● **Extrait à lire**:

____

Cet été, lorsque je l’ai rencontré, Paul Prince (dict.no 1644) disait être « en panne d’inspiration ». Une expression qui rappelle son métier d’électricien, une situation qui ne l’effraie pas du tout. Après chacun de ses « arrêts », cet impressionniste figuratif a toujours constaté un progrès…

Du Manitoba au Québec
Paul Prince est né en 1941, à Sainte-Rose-du-Lac, une petite localité située au nord de Winnipeg, au Manitoba. Il est le cadet d’une famille qui compte deux autres garçons : Gilles et Marc. À cette époque, Paul Prince, le père, est l’ingénieur électricien qui fournit le courant à tout le village. La nationalisation du système de distribution d’électri-cité, qui surviendra quelques années plus tard, entraînera bien des changements et de nombreux déménagements pour la petite famille. Notons un travail dans le domaine du vinyle qui les conduit à Longueuil. Et la construction d’un canon électronique, pour l’armée américaine, qui les amène à Sorel dans les années 50. Notre Paul Prince, le fils, a huit ans lorsqu’il quitte le Manitoba. Il terminera son cours primaire à Longueuil. Pensionnaire, il fera une année d’études à Drummondville chez les Frères de la Charité. À Sorel, après lui avoir fait passer quelques tests d’aptitudes, on le classe en dixième année, affirmant qu’il a un grand talent pour les sciences et qu’il faut le pousser. Ça se passe assez bien jusqu’au moment où un apprentissage intensif d’algèbre est ajouté au programme, juste avant les examens de fin d’année. Paul déteste l’algèbre : il décroche.

Après l’école, le travail
En 1959, Paul est garçon d’épicerie : il gagne 20$ par semaine. Une fois ses frais de pension acquittés, il ne lui reste que 5$. Qu’à cela ne tienne, il cesse de fumer pour s’acheter plus rapidement la moto dont il a envie. Cette moto lui procure un sentiment de liberté qu’il ne voudra jamais mettre de côté si bien qu’encore maintenant, il en possède une et la chevauche avec plaisir durant la belle saison.

____

● **Enregistrements fournis**:
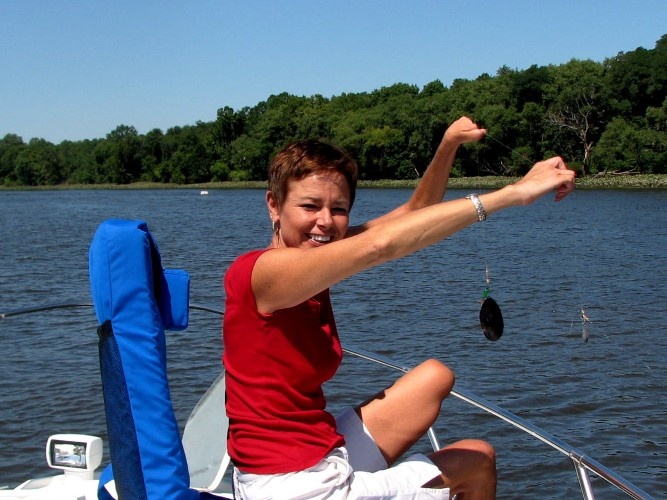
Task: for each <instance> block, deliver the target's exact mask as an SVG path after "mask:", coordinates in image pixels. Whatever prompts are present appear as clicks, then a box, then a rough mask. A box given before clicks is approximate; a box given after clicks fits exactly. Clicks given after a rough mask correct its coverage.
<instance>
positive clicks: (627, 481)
mask: <svg viewBox="0 0 667 500" xmlns="http://www.w3.org/2000/svg"><path fill="white" fill-rule="evenodd" d="M92 306H93V304H92V303H91V302H66V303H58V304H47V305H42V306H34V307H28V308H23V309H15V310H11V311H6V312H0V320H2V319H5V318H9V317H12V316H19V315H23V314H32V313H36V312H42V311H52V310H58V309H71V308H78V307H92ZM190 309H191V310H195V311H203V312H207V313H212V314H215V315H218V316H222V315H223V314H224V312H223V311H221V310H220V309H217V308H213V307H208V306H201V305H195V304H190ZM343 351H344V352H346V353H348V354H350V355H353V356H356V357H359V358H362V359H365V360H368V361H371V362H373V363H376V364H379V365H382V366H386V367H388V368H391V369H393V370H396V371H399V372H403V373H405V372H408V371H409V370H410V369H411V367H408V366H405V365H402V364H401V363H399V362H397V361H394V360H392V359H389V358H387V357H384V356H382V355H379V354H376V353H373V352H370V351H366V350H364V349H360V348H356V347H352V346H350V345H349V344H344V345H343ZM450 395H452V396H454V397H456V398H458V399H460V400H462V401H464V402H466V403H468V404H470V405H472V406H475V407H476V408H478V409H480V410H482V411H484V412H485V413H488V414H490V415H493V416H495V417H497V418H499V419H501V420H503V421H505V422H506V423H508V424H510V425H512V426H513V427H516V428H517V429H519V430H521V431H523V432H525V433H526V434H529V435H531V436H533V437H534V438H536V439H538V440H540V441H542V442H543V443H545V444H547V445H549V446H551V447H552V448H554V449H555V450H557V451H558V452H560V453H561V454H563V455H565V456H566V457H568V458H569V459H570V460H571V461H572V464H573V466H574V469H575V472H576V474H577V479H578V480H579V485H580V487H581V493H582V497H583V498H584V499H587V500H590V499H594V498H595V492H594V491H593V487H592V485H591V481H590V476H589V475H588V472H589V471H590V472H592V473H593V474H595V475H596V476H598V477H600V478H602V479H604V480H605V481H607V482H608V483H610V484H611V485H613V486H615V487H616V488H618V489H619V490H620V491H622V492H624V493H625V494H627V495H628V496H630V497H631V498H635V499H638V500H642V499H651V498H653V497H652V496H651V495H649V494H648V493H646V492H645V491H643V490H642V489H641V488H639V487H637V486H635V485H634V484H632V483H631V482H630V481H628V480H626V479H625V478H623V477H622V476H620V475H619V474H617V473H616V472H614V471H613V470H611V469H609V468H607V467H605V466H604V465H602V464H601V463H600V462H598V461H596V460H594V459H593V458H591V457H589V456H587V455H586V454H585V453H583V452H582V451H580V450H578V449H577V448H574V447H573V446H570V445H569V444H567V443H565V442H564V441H562V440H560V439H558V438H557V437H555V436H553V435H551V434H549V433H548V432H546V431H544V430H543V429H541V428H539V427H537V426H535V425H533V424H531V423H530V422H527V421H526V420H524V419H522V418H521V417H519V416H517V415H515V414H514V413H512V412H510V411H507V410H505V409H503V408H501V407H499V406H497V405H495V404H493V403H491V402H489V401H487V400H485V399H484V398H481V397H479V396H477V395H475V394H473V393H472V392H469V391H466V390H464V389H460V388H459V389H456V390H452V391H451V393H450ZM427 436H428V438H429V441H430V443H431V446H432V448H433V450H434V451H435V450H439V449H440V448H441V446H440V443H439V442H438V437H437V436H436V433H435V431H434V430H433V428H429V430H428V432H427Z"/></svg>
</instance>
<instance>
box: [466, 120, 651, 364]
mask: <svg viewBox="0 0 667 500" xmlns="http://www.w3.org/2000/svg"><path fill="white" fill-rule="evenodd" d="M486 137H488V138H489V139H491V140H492V141H495V142H496V143H498V144H500V145H501V146H503V147H504V148H505V149H507V150H508V151H509V152H510V153H512V154H516V155H517V156H519V157H521V158H522V159H524V160H526V161H528V162H532V160H531V159H530V158H528V157H527V156H526V155H524V154H523V153H520V152H518V151H515V150H514V149H512V148H511V147H509V146H508V145H507V144H505V143H504V142H502V141H501V140H499V139H496V138H495V137H493V136H491V135H489V134H488V132H487V134H486ZM478 163H479V162H478ZM579 260H580V259H579V258H578V257H576V256H575V268H576V270H575V279H576V282H577V293H578V295H579V301H578V309H577V319H573V320H572V321H571V323H570V334H572V332H573V331H574V326H575V324H577V323H578V327H579V328H581V339H582V341H583V342H584V343H587V342H588V340H589V339H590V334H591V330H593V332H594V333H596V332H597V331H598V329H597V328H595V327H594V326H593V321H592V320H591V317H590V314H589V312H588V305H586V303H585V302H584V300H583V293H582V288H583V287H582V285H581V278H580V275H581V273H579V272H578V269H579V267H580V262H579ZM486 272H487V289H486V290H485V291H484V297H486V296H488V290H489V289H490V284H489V281H490V280H489V275H488V273H489V271H488V267H487V269H486ZM489 298H490V297H489ZM494 302H495V301H494ZM496 306H497V304H496ZM482 308H483V309H484V304H482ZM481 313H482V311H480V319H481ZM498 313H500V308H498ZM501 320H502V316H501ZM599 331H600V332H601V333H602V335H603V337H604V338H605V339H607V341H608V342H611V343H612V344H613V345H614V346H615V347H616V348H617V349H619V350H620V351H623V352H625V350H624V349H623V347H622V346H620V345H617V344H616V343H615V342H612V339H611V337H609V335H607V333H606V332H605V331H604V330H599ZM485 334H486V332H485ZM487 338H488V337H487ZM637 359H639V361H640V362H641V363H642V364H643V365H644V366H645V367H646V369H647V370H648V371H649V372H650V373H651V374H653V370H652V369H651V367H650V366H649V365H648V364H647V363H646V362H645V361H644V360H643V359H641V358H639V357H638V358H637Z"/></svg>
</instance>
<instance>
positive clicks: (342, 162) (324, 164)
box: [269, 140, 359, 208]
mask: <svg viewBox="0 0 667 500" xmlns="http://www.w3.org/2000/svg"><path fill="white" fill-rule="evenodd" d="M326 171H335V172H338V173H340V174H341V175H343V177H345V179H346V180H347V183H348V185H349V187H350V208H352V204H353V203H354V196H355V191H356V188H357V176H358V175H359V167H358V166H357V162H356V161H355V160H354V159H353V158H352V157H351V156H350V155H349V154H348V153H347V152H345V151H344V150H343V149H341V148H339V147H337V146H334V145H332V144H328V143H326V142H320V141H314V140H308V141H299V142H294V143H292V144H289V145H287V146H286V147H285V148H283V149H282V150H281V151H279V152H278V153H277V154H276V156H274V157H273V160H271V163H270V164H269V190H270V191H271V194H272V195H273V198H274V200H275V201H276V203H277V204H278V205H279V206H282V204H283V203H284V202H285V200H286V198H287V189H288V187H289V182H290V181H291V180H301V179H303V178H304V177H307V176H308V175H310V174H313V173H317V172H326Z"/></svg>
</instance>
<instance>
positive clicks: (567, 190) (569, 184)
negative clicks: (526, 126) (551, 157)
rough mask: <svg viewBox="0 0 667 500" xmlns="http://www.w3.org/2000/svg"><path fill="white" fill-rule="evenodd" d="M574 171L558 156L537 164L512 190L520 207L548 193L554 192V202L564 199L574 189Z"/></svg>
mask: <svg viewBox="0 0 667 500" xmlns="http://www.w3.org/2000/svg"><path fill="white" fill-rule="evenodd" d="M574 176H575V174H574V171H573V170H570V169H568V168H567V165H566V164H565V162H564V161H563V159H562V158H561V157H560V156H555V157H553V158H549V159H548V160H544V161H540V162H537V163H536V164H535V165H534V166H533V168H531V169H530V171H529V172H528V173H527V174H526V175H525V176H524V177H523V178H522V179H521V180H519V181H517V182H516V183H515V184H514V188H515V189H516V190H517V193H518V194H519V197H520V198H519V200H520V204H521V205H528V204H530V203H532V202H534V201H535V200H537V199H538V198H539V197H541V196H542V195H544V194H546V193H548V192H549V191H552V190H554V189H555V190H556V199H555V201H560V200H562V199H563V198H565V197H566V196H567V195H568V194H570V192H572V190H573V189H574Z"/></svg>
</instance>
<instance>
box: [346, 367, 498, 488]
mask: <svg viewBox="0 0 667 500" xmlns="http://www.w3.org/2000/svg"><path fill="white" fill-rule="evenodd" d="M453 386H454V373H453V372H452V371H451V370H450V369H449V368H448V367H446V366H445V365H443V364H442V363H440V362H439V361H436V360H433V359H430V360H428V361H425V362H423V363H422V364H420V365H419V366H417V367H416V368H414V369H413V370H410V371H409V372H408V373H406V374H405V375H403V376H402V377H401V378H399V379H398V380H397V381H396V382H395V383H394V385H392V386H391V387H389V388H387V389H385V390H384V391H382V392H380V393H379V394H377V395H376V396H375V397H373V398H372V399H370V400H369V401H367V402H366V403H364V404H362V405H361V406H360V407H359V408H357V413H358V414H359V415H360V416H361V419H362V420H363V422H364V424H365V425H366V427H367V428H368V430H369V431H370V433H371V435H372V436H373V439H374V440H375V442H376V444H377V445H378V448H379V449H380V451H381V452H382V455H383V456H384V458H385V459H386V460H387V463H388V464H389V465H392V464H393V463H394V462H395V461H396V460H397V459H398V458H400V457H401V455H403V453H405V452H406V451H407V450H408V449H409V448H410V447H411V446H412V445H413V444H414V443H416V442H417V440H418V439H419V438H421V437H422V436H423V435H424V433H425V432H426V430H427V429H428V428H429V427H430V426H431V425H433V423H434V422H435V420H436V418H437V417H438V414H439V412H440V407H441V405H442V401H443V400H444V399H445V398H446V397H447V396H448V395H449V393H450V392H451V390H452V387H453ZM429 458H430V459H431V461H432V462H433V463H434V464H435V465H436V466H437V467H438V468H439V469H440V470H441V471H442V475H441V476H438V477H435V478H433V479H432V480H431V481H429V482H428V483H426V484H425V485H424V486H426V487H429V488H444V487H447V488H449V489H450V493H451V495H457V500H463V499H466V500H476V499H489V498H495V493H496V481H497V478H496V461H495V451H494V449H493V447H491V445H490V444H488V443H486V442H485V441H480V440H474V439H465V440H462V441H458V442H456V443H453V444H450V445H449V446H446V447H445V448H443V449H441V450H439V451H436V452H433V453H431V454H430V455H429Z"/></svg>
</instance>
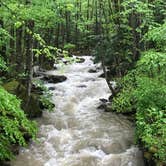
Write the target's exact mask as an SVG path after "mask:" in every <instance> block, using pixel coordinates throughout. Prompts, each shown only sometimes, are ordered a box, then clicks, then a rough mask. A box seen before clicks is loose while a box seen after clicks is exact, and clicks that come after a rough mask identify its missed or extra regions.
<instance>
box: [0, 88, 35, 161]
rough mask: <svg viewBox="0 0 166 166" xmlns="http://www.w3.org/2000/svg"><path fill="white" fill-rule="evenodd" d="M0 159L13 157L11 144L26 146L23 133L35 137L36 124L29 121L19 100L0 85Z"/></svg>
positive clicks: (7, 158)
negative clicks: (26, 116)
mask: <svg viewBox="0 0 166 166" xmlns="http://www.w3.org/2000/svg"><path fill="white" fill-rule="evenodd" d="M0 129H1V133H0V160H4V159H10V158H12V157H13V154H12V152H11V147H12V145H14V144H16V145H21V146H26V140H25V134H28V135H29V136H30V137H32V138H33V139H35V137H36V132H37V130H36V124H35V123H34V122H31V121H29V120H28V119H27V118H26V116H25V114H24V112H23V110H21V108H20V101H19V100H18V99H17V98H16V96H14V95H12V94H9V93H8V92H7V91H5V90H4V89H3V88H2V87H0Z"/></svg>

____

● **Tâches à réaliser**:
a) Filtrez les enregistrements et recopiez chaque ligne qui contient la chaîne « negative ».
b) Poursuivez le texte sur Paul Prince à partir de sa dernière phrase.

● **Résultats dans l'ordre**:
a)
negative clicks: (526, 126) (551, 157)
negative clicks: (26, 116)

b)
Plus tard, il ira tenter sa chance du côté de la construction. Ce n’est pas le travail du bois qui l’attire, c’est plutôt tout ce qui touche à l’électricité. Pour devenir électricien, une septième année et quatre ans de compagnonnage sont exigés. Paul travaille le jour et étudie le soir : en plus de ses cours en dessin industriel, à l’École des Arts et Métiers, il prépare les examens nécessaires à l’obtention du titre d’électricien. Il a 25 ans lorsqu’il y parvient. La même année, il épouse Denise Cimon, une jeune enseignante qui délaissera bientôt ses élèves au profit de ses trois enfants : Jean-Philippe,
Marie-Hélène et Paul-Frédéric. L’aîné, après des études poussées en histoire et
un an de droit, travaille à la Société des droits d’auteurs. Marie-Hélène, depuis la fin
de son cégep, travaille dans un Bed & Breakfast à Montréal. Le plus jeune, même si son diplôme d’inspecteur routier concerne plus particulièrement les véhicules lourds, s’occupe de mécanique d’usinage.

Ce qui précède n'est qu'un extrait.